- [Goal of the exercise] In the stretch from the start of the listing through the line containing "x=429 y=990", change "tall waterfall" to "high waterfall" and keep everything else as it is. Give back only those lines, without the picture.
□ □ □ □ □
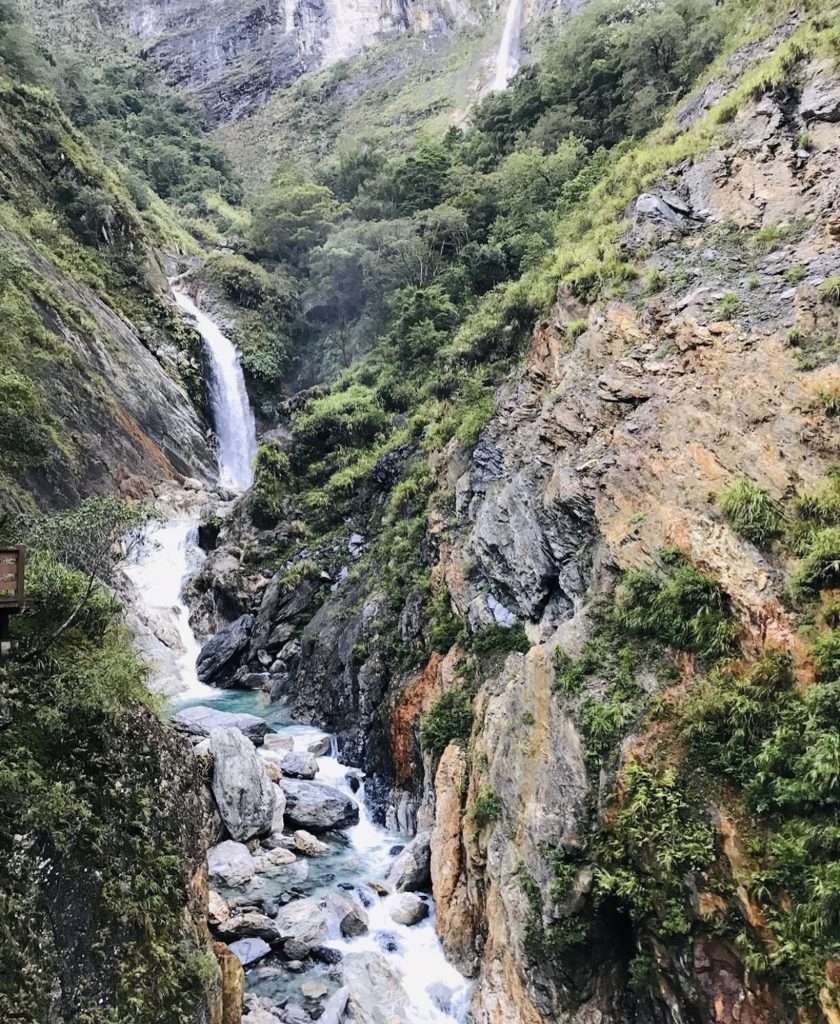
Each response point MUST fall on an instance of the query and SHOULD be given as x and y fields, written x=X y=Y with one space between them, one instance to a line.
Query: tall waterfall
x=507 y=59
x=233 y=418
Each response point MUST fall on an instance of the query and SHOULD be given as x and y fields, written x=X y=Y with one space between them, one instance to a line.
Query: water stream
x=507 y=59
x=429 y=990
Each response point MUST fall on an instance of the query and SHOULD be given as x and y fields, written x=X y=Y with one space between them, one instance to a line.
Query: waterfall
x=233 y=419
x=507 y=59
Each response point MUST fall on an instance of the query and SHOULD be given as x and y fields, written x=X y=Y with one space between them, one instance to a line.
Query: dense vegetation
x=101 y=817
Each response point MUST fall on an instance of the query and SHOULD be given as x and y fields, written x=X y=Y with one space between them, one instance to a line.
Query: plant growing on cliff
x=753 y=514
x=448 y=720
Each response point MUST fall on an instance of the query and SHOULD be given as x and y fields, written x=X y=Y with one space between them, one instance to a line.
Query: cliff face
x=607 y=452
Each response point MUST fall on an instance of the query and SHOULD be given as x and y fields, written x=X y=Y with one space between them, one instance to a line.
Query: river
x=422 y=986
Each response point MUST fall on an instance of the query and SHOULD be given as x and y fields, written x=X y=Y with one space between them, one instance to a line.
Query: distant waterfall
x=507 y=59
x=233 y=419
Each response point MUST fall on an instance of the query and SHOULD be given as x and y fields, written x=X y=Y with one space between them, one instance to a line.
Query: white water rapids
x=431 y=990
x=507 y=59
x=233 y=418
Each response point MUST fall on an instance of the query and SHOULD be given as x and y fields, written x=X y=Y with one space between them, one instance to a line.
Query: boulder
x=409 y=908
x=308 y=845
x=275 y=741
x=303 y=922
x=317 y=807
x=248 y=926
x=353 y=923
x=245 y=795
x=250 y=950
x=231 y=863
x=233 y=984
x=411 y=869
x=321 y=747
x=298 y=764
x=219 y=656
x=375 y=992
x=200 y=721
x=217 y=910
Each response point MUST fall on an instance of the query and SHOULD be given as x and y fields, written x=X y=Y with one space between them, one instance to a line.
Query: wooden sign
x=11 y=578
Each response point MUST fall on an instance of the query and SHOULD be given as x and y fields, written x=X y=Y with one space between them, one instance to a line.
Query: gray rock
x=231 y=863
x=409 y=908
x=245 y=795
x=248 y=926
x=219 y=656
x=250 y=950
x=410 y=871
x=821 y=97
x=375 y=992
x=302 y=922
x=353 y=923
x=317 y=807
x=321 y=747
x=200 y=721
x=298 y=764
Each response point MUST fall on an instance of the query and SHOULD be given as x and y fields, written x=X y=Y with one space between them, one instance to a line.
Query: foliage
x=751 y=511
x=500 y=639
x=448 y=720
x=676 y=606
x=485 y=809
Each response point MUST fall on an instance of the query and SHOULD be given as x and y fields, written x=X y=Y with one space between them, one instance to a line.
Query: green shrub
x=486 y=809
x=448 y=720
x=753 y=514
x=676 y=606
x=830 y=290
x=500 y=639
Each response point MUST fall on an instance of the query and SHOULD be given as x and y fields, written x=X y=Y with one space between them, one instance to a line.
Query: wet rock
x=248 y=926
x=299 y=765
x=200 y=721
x=376 y=995
x=303 y=922
x=317 y=807
x=409 y=908
x=231 y=863
x=250 y=950
x=233 y=983
x=217 y=909
x=321 y=747
x=309 y=845
x=353 y=924
x=275 y=741
x=219 y=656
x=411 y=869
x=244 y=793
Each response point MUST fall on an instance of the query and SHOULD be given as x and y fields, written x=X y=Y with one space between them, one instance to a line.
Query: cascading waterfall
x=507 y=59
x=233 y=418
x=432 y=990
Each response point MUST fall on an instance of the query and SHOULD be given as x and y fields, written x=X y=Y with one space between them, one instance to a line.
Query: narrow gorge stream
x=393 y=972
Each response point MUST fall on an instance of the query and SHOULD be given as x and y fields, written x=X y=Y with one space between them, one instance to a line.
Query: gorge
x=421 y=424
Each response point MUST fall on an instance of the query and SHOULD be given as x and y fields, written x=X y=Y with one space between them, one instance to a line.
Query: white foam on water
x=233 y=418
x=159 y=567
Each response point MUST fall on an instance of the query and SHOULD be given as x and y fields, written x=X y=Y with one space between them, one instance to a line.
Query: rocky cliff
x=610 y=597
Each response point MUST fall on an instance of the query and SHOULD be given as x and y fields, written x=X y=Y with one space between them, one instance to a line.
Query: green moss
x=448 y=720
x=753 y=514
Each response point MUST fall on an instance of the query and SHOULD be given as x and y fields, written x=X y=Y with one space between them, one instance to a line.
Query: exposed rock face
x=316 y=807
x=410 y=871
x=219 y=655
x=244 y=793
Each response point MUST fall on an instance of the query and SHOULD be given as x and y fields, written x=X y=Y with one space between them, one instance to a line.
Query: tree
x=292 y=217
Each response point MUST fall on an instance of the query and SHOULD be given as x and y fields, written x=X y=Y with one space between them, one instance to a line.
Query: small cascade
x=507 y=59
x=233 y=418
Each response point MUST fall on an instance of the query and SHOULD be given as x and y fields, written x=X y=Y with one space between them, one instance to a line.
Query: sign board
x=11 y=578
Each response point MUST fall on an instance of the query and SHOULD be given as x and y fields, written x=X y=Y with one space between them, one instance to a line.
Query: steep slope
x=586 y=637
x=96 y=364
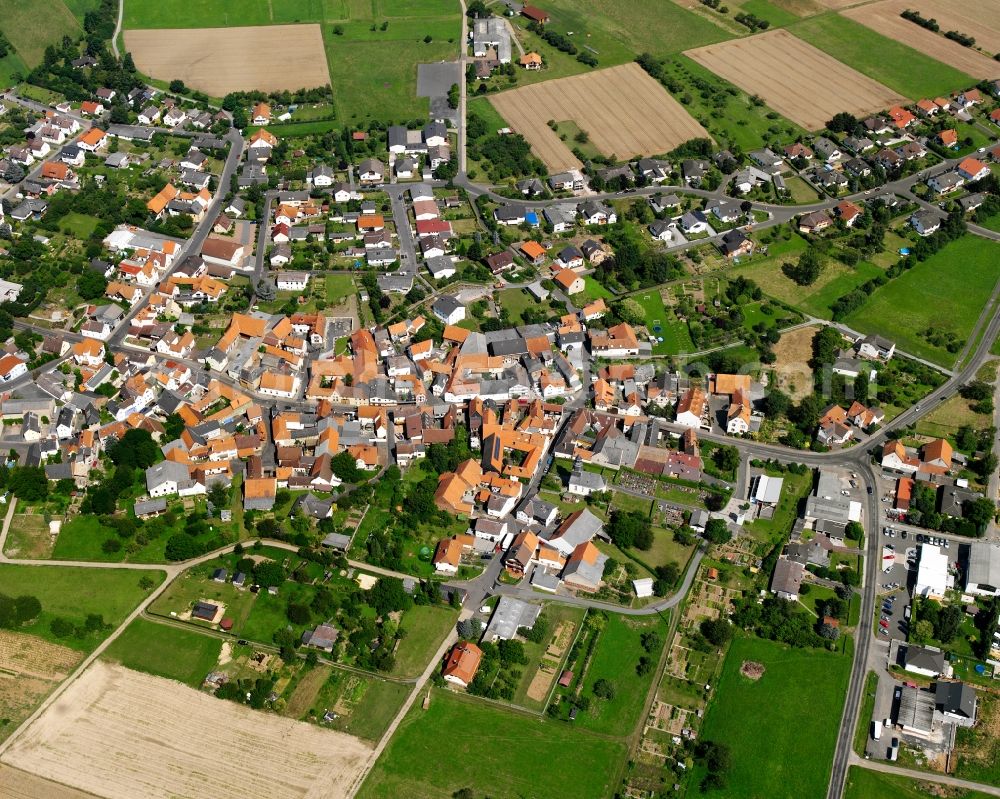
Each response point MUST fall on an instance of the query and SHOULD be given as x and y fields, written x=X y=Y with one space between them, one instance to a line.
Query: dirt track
x=624 y=111
x=981 y=20
x=222 y=60
x=794 y=78
x=120 y=734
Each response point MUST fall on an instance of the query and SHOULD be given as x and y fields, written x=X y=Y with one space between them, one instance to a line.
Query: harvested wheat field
x=795 y=78
x=17 y=784
x=981 y=20
x=624 y=112
x=120 y=734
x=222 y=60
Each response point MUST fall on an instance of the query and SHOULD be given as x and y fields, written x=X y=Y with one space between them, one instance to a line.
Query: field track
x=624 y=111
x=120 y=734
x=222 y=60
x=794 y=78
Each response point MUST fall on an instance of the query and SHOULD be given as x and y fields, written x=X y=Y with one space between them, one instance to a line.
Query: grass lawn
x=516 y=301
x=11 y=65
x=73 y=592
x=800 y=191
x=365 y=705
x=675 y=334
x=509 y=752
x=367 y=85
x=79 y=225
x=19 y=22
x=618 y=651
x=763 y=721
x=946 y=292
x=339 y=288
x=426 y=627
x=865 y=784
x=835 y=280
x=166 y=651
x=946 y=418
x=901 y=68
x=609 y=26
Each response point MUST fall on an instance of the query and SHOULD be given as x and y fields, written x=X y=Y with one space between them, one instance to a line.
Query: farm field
x=510 y=752
x=884 y=18
x=275 y=757
x=19 y=23
x=912 y=73
x=947 y=291
x=762 y=721
x=780 y=68
x=624 y=111
x=666 y=27
x=30 y=669
x=165 y=651
x=72 y=592
x=865 y=784
x=21 y=785
x=222 y=60
x=367 y=85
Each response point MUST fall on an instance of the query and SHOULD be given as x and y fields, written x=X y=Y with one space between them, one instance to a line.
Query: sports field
x=165 y=651
x=947 y=292
x=912 y=73
x=222 y=60
x=624 y=111
x=461 y=742
x=884 y=18
x=779 y=751
x=783 y=71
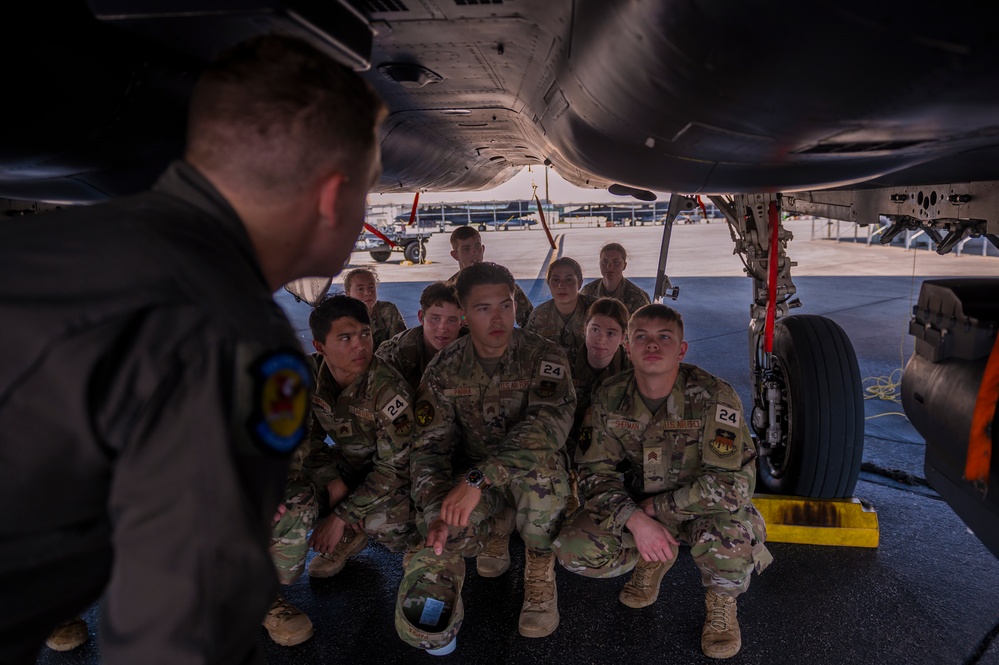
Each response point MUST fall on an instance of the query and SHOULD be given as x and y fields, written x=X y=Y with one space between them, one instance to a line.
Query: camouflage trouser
x=537 y=499
x=392 y=525
x=726 y=547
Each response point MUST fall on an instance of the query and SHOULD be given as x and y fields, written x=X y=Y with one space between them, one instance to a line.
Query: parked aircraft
x=849 y=110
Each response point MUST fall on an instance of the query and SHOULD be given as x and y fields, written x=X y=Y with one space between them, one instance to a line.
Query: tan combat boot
x=721 y=637
x=494 y=560
x=643 y=588
x=68 y=636
x=286 y=624
x=539 y=615
x=328 y=565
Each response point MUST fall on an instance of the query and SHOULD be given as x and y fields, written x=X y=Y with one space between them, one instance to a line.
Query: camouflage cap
x=428 y=610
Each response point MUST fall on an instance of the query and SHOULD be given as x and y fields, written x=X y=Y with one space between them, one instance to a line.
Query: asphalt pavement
x=925 y=595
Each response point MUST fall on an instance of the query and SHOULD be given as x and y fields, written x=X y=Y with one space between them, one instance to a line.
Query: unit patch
x=281 y=389
x=424 y=413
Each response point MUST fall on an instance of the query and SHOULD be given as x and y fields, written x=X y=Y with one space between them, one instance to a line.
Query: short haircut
x=565 y=262
x=333 y=307
x=437 y=294
x=481 y=274
x=349 y=276
x=463 y=233
x=615 y=247
x=273 y=115
x=658 y=312
x=610 y=307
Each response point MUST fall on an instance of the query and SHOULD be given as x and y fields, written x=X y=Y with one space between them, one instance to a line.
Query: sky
x=518 y=187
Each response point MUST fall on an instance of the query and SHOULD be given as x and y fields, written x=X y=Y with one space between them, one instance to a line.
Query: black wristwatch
x=474 y=478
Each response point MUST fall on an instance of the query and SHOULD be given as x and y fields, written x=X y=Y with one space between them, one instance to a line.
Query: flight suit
x=546 y=321
x=371 y=424
x=151 y=393
x=694 y=455
x=386 y=322
x=632 y=296
x=524 y=306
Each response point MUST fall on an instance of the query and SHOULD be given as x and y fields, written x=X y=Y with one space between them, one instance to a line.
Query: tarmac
x=926 y=594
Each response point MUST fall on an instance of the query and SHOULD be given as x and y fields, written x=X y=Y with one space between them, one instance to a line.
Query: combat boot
x=328 y=565
x=67 y=636
x=643 y=588
x=721 y=637
x=494 y=560
x=286 y=624
x=539 y=615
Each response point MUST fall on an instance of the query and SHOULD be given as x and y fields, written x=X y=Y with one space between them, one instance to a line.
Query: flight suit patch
x=424 y=413
x=281 y=390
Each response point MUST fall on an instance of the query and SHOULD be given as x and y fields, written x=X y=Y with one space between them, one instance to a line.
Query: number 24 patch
x=726 y=414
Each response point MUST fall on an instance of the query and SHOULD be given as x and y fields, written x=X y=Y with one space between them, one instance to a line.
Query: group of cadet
x=184 y=412
x=449 y=436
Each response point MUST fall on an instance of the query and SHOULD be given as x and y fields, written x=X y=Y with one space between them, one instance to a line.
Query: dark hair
x=274 y=114
x=658 y=312
x=615 y=247
x=480 y=274
x=610 y=307
x=349 y=276
x=463 y=233
x=333 y=307
x=563 y=262
x=438 y=293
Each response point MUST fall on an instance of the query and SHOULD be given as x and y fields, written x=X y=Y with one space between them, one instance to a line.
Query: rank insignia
x=723 y=444
x=281 y=388
x=424 y=413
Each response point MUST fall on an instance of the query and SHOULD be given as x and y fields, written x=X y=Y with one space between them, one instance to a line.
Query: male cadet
□ □ □ □ □
- [Full output]
Each response point MUST fall on an instance of the query and SHOULD be given as x and y fields, written x=X y=Y with one space between them, one instance to a line.
Query: high waterfall
x=507 y=59
x=233 y=418
Each response point MUST fall on an instance of the query and SHOULD be given as x and y fields, written x=X y=Y with one space between them, one instance to a line.
Query: water stream
x=507 y=59
x=429 y=990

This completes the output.